Por eso, es que hablamos todos y nos entendemos de alguna manera, cuando platicamos sobre el orden religioso o el orden moral, o el orden económico y otros espacios de actividad humana coordinada. Por su misma y mediata evidencia todos caemos en la cuenta de que estos espacios de vida común deben funcionar articuladamente, de la manera más racional y prudente para servir al hombre y llevarlo a plenitud existencial.
Y cuando los diversos factores o agentes de la sociedad se mueven de manera disoluta o en contrapunto y perversidad, nuestra pobre vida social se vuelve amarga, y deseamos volar lejos, por otros mundos de más propicios horizontes.
Es precisamente en estas situaciones, de pernicioso desajuste social, cuando la gente, frustrada e iracunda, echa toda la culpa a la política y a los políticos; y comienza a sentir ganas de violentas protestas callejeras, golpes de Estado y revoluciones.
Sin embargo, en filosofía solemos explicar que no basta tener razones para tener razón. Porque la política, es verdad, es muy amplia y poderosa; se ocupa de poner orden y providenciar el bien común de la manera más dilatada y comprensiva; bajo su mirada y diligencia se dispone todo lo pertinente a la mejor vida del pueblo. Por eso, desde muy antiguo a la política se la llama arquitectónica virtud; no porque deba hacer todo lo que el pueblo necesita, sino más bien ordenar y estimular para que toda la ciudadanía se eche a trabajar y a construir la patria soñada, en orden, tranquilidad y paz.
Resulta entonces, que el amor, el compromiso y gestión del bien común radican fundamentalmente en manos y responsabilidad del mismo pueblo; y la política es la soberana y arquitectónica energía que coordina y estimula y facilita las iniciativas creadoras con que la gente levanta su bienestar.
Los historiadores de las ideas políticas suelen señalar que el individualismo liberal, o leseferismo del siglo XIX, así como su dialéctico contraste, el socialismo colectivista, han deformado y han paralizado la auténtica política, convirtiéndola en un inoperante infantilismo paternalista.
Este entumecimiento de las energías populares y este descontento caprichoso de las masas son producto de la miserable castración cultural que llamamos hoy día declinación del humanismo cívico. La ciudadanía se vuelve perezosa y pedigüeña, carente de iniciativas y de líderes. Si un puente se está descomponiendo y apeligra el paso, esperamos que antes ocurra algún accidente desgraciado, para que unos pocos se conmuevan y remienden la situación, más o menos, vai vai; o culpamos al gobierno por inoperancia o abandono.
Siempre hay razones en pro o en contra para zafarse de estas observaciones. Pero lo que es real y allá en el fondo subyace es la rutina de dejar pasar y dejar hacer, dando la vuelta por otro camino o llorando al gobierno que venga en subsidio de nuestra inoperancia.
El bien común es responsabilidad y tarea de todos, gobernados y gobernantes, cada cual a su modo y de acuerdo con sus propias fuerzas.

========

__QUÉ HARÁS__
Según el pasaje dado, ¿con qué nombre se designa a la política desde muy antiguo? Responde en pocas palabras, por favor.

__CONJUNTO DE DATOS__
========

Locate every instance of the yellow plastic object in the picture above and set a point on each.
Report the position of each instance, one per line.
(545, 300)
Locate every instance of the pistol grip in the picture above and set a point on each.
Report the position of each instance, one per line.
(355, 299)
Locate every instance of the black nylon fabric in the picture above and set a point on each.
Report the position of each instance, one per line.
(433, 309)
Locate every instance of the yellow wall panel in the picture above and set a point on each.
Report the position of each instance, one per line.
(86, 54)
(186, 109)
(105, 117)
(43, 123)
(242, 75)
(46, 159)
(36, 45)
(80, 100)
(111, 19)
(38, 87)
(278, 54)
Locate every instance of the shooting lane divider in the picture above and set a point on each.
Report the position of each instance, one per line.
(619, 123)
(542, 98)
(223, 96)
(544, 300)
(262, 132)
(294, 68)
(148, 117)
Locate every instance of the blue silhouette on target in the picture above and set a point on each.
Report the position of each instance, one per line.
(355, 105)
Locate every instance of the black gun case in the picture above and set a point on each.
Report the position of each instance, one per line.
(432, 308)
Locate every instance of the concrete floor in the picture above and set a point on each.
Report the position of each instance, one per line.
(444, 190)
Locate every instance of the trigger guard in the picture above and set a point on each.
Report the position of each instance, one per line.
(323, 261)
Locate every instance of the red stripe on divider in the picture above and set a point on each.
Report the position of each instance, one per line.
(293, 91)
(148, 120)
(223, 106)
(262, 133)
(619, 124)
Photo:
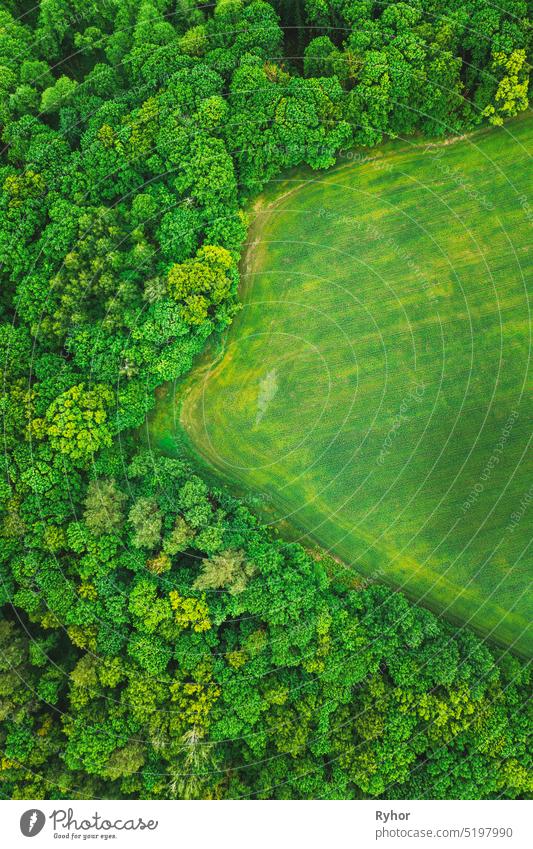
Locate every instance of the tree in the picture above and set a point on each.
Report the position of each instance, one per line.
(76, 422)
(104, 505)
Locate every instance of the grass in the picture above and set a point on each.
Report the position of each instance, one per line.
(374, 391)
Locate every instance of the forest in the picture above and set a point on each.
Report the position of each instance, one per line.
(158, 641)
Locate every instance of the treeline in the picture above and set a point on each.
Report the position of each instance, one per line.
(156, 640)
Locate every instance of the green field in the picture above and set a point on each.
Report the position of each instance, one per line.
(374, 391)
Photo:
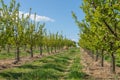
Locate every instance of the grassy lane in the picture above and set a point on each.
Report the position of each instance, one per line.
(62, 66)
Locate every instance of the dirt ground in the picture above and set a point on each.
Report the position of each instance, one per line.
(94, 69)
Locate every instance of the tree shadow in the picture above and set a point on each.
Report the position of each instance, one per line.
(11, 75)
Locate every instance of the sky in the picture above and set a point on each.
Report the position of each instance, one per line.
(56, 14)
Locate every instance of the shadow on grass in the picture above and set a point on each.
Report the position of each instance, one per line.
(41, 74)
(54, 66)
(29, 66)
(11, 75)
(78, 75)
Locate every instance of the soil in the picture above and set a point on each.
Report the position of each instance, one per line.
(94, 69)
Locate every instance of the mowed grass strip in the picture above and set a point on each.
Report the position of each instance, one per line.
(47, 68)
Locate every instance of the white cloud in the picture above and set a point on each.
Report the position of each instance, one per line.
(38, 17)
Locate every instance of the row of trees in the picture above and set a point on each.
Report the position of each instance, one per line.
(100, 30)
(21, 31)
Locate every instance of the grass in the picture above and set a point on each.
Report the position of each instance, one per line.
(11, 55)
(52, 67)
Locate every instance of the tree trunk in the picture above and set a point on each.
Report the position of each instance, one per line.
(40, 50)
(112, 63)
(31, 51)
(102, 58)
(51, 50)
(48, 50)
(8, 48)
(97, 55)
(55, 49)
(17, 54)
(25, 46)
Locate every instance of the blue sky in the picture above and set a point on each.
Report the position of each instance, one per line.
(57, 13)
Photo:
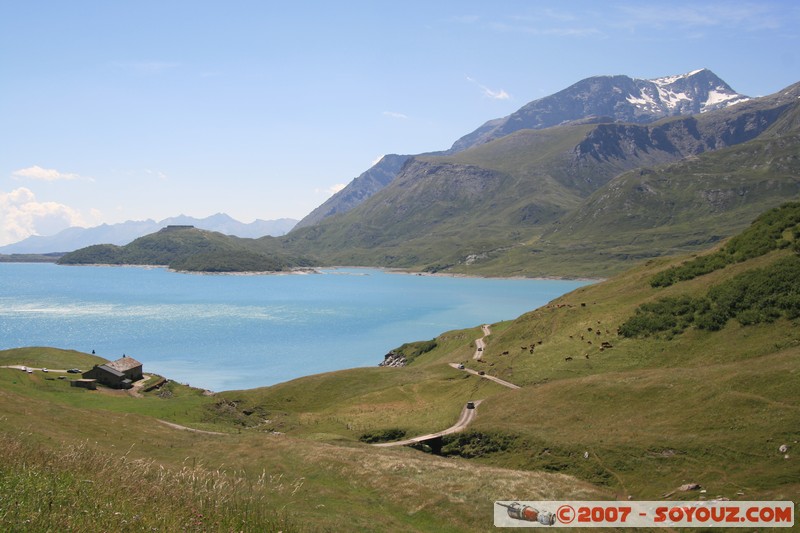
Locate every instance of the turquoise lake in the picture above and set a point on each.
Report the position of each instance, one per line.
(225, 332)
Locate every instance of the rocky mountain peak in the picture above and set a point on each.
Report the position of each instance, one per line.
(621, 98)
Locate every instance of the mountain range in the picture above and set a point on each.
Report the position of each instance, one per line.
(74, 238)
(582, 183)
(596, 99)
(562, 187)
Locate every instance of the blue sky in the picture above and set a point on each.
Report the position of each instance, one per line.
(118, 110)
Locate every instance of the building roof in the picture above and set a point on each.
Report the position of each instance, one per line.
(111, 370)
(123, 364)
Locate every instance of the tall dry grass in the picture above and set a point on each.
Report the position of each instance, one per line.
(77, 488)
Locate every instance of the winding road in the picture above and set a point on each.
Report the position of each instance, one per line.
(467, 416)
(486, 376)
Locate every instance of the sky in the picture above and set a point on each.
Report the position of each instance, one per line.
(133, 110)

========

__RESPUESTA CORRECTA__
Arquitectónica virtud.